* [Provided passage]:
[start]

CERAMICS v. The Chalcolithic Period in Southern Persia



v. The Chalcolithic Period in Southern Persia

The evolution of ceramics in southern Persia between 5000 and 3300 B.C.E., reflects an increasingly distinct regional culture and evolving economic interaction with other parts of Persia. The start of this era was characterized by small, self-sufficient farming villages with ceramics, artifacts, and architecture similar to those of Late Neolithic and Early Chalcolithic settle­ments throughout Persia. By the end there were also larger communities with specialized production, some regional trade, and distinct regional ceramics.

The most fully excavated corpus of ceramics from the Chalcolithic of southern Persia comes from Tal-i Iblis (Tal-e-Eblīs; Caldwell, 1967) and Tepe Yahya (Yaḥyā; Lamberg-Karlovsky, 1970; Beale, 1986). Ex­tensive surface collections by Sir Mark Aurel Stein in Baluchistan (Lamberg-Karlovsky and Schmandt-Besserat, 1977) and more recently (Prickett, 1986) have provided important supplementary material. For pur­poses of discussion, the Chalcolithic ceramics of this region can be divided into three periods, all of them characterized by handmade, rather than wheel-made, production.

5000-3900 B.C.E. (equivalent to Period VII at the type site, Tepe Yahya). Ceramics from this early period consist primarily of unpainted chaff-tempered coarse ware (Figure 19). Vessels are usually well fired and of a uniform reddish color, though it is also fairly common to find less well-oxidized gray cores. The range of shapes is quite limited, the most common being simple straight­-sided jar forms, open bowls with flat or pedestal bases, and large carinated storage jars. The most distinctive form of the period is an ovoid bowl with a large loop handle attached to the base. This ware clearly shares a common ancestry with other chaff tempered coarse wares found in the same period across the Persian plateau and in the Zagros, corresponding to the early Soft Ware Horizon originally defined by Robert Dyson (p. 217). Analysis shows that the “sequential slab” construction technique used in southern Persia is also found at contemporary sites across a very broad area, from Pakistani Baluchistan to the western Zagros (Vandiver). Apparently unique to southern Persia in this period is an unpainted fine pottery known as “Soghun ware,” which is found in small quantities. Most known examples have been excavated at Tepe Yahya (Beale, pp. 47-54). These vessels were produced from finely levigated clay with very small amounts of natural micaceous inclusions; the paste is usually tan or buff, tempered with small quantities of crushed vegetal matter. The predominant shape is the open bowl form, with simple or slightly everted rim and either a flat or ring base (Figure 22).

[end]

* [Items listed in a dataset]:
[start]

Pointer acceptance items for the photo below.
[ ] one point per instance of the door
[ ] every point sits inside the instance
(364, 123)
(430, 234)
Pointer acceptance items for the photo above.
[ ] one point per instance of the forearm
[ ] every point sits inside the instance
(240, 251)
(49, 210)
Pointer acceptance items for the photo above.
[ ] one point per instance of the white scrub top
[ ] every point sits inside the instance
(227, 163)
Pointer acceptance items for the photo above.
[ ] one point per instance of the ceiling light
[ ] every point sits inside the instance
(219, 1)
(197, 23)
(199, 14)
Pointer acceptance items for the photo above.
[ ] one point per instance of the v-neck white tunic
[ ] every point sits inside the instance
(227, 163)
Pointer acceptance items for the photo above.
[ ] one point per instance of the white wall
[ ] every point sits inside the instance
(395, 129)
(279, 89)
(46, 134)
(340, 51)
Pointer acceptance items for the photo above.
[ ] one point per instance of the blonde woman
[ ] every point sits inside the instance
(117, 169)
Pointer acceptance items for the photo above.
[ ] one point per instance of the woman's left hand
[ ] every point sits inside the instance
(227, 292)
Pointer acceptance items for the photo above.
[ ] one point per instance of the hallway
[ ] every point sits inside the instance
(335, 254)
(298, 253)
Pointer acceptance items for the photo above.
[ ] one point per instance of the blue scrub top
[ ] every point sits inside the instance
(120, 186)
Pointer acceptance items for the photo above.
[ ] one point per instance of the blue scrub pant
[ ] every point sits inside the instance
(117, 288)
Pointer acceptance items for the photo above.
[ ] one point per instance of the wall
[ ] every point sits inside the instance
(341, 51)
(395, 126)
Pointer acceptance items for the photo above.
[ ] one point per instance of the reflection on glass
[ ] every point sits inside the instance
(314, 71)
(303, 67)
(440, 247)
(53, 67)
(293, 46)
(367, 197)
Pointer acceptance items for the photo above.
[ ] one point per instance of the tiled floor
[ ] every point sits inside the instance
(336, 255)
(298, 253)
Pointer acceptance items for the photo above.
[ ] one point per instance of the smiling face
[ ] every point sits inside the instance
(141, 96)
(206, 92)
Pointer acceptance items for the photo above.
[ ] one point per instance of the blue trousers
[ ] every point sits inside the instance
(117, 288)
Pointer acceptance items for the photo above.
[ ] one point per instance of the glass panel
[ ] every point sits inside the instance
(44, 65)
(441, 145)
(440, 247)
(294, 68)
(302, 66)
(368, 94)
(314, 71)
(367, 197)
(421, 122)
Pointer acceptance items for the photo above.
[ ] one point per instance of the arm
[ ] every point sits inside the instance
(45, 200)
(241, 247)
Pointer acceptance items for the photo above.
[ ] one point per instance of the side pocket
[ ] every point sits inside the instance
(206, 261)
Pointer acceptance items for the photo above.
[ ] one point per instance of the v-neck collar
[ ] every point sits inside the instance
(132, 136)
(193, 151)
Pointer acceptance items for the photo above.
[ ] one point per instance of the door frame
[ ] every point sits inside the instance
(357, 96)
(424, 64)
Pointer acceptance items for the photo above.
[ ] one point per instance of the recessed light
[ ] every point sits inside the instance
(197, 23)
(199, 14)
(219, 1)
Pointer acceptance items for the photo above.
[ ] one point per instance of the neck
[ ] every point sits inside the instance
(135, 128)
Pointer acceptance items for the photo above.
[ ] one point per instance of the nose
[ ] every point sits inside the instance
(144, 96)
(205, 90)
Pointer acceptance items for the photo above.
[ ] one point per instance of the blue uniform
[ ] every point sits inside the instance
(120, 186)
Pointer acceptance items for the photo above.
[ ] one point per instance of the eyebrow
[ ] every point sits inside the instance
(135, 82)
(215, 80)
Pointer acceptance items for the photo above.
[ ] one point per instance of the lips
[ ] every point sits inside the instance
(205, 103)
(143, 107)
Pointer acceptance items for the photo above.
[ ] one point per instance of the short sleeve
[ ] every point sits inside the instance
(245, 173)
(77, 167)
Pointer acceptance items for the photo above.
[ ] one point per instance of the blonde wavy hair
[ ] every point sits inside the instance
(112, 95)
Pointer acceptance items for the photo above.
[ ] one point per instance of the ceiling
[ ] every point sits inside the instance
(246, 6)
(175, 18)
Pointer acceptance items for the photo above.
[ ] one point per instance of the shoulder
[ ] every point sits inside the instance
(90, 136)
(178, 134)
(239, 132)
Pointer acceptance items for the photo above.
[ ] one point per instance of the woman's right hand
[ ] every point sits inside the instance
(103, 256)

[end]

* [Parts of the exercise]:
a: Decide whether each statement agrees with the text on southern Persian ceramics, answering yes or no and quoting the words that settle it: (i) The Chalcolithic ceramics of this region were made on the wheel. (ii) Soghun ware is found in small quantities. (iii) Vessels of the 5000-3900 B.C.E. period are usually of a uniform gray color.
b: From the text on southern Persian ceramics, write out the stretch that begins with the words "The evolution of" and ends after "distinct regional ceramics.".

* [Answers for the tasks]:
a:
(i) No: "all of them characterized by handmade, rather than wheel-made, production."
(ii) Yes: "which is found in small quantities."
(iii) No: "of a uniform reddish color."

b:
The evolution of ceramics in southern Persia between 5000 and 3300 B.C.E., reflects an increasingly distinct regional culture and evolving economic interaction with other parts of Persia. The start of this era was characterized by small, self-sufficient farming villages with ceramics, artifacts, and architecture similar to those of Late Neolithic and Early Chalcolithic settle­ments throughout Persia. By the end there were also larger communities with specialized production, some regional trade, and distinct regional ceramics.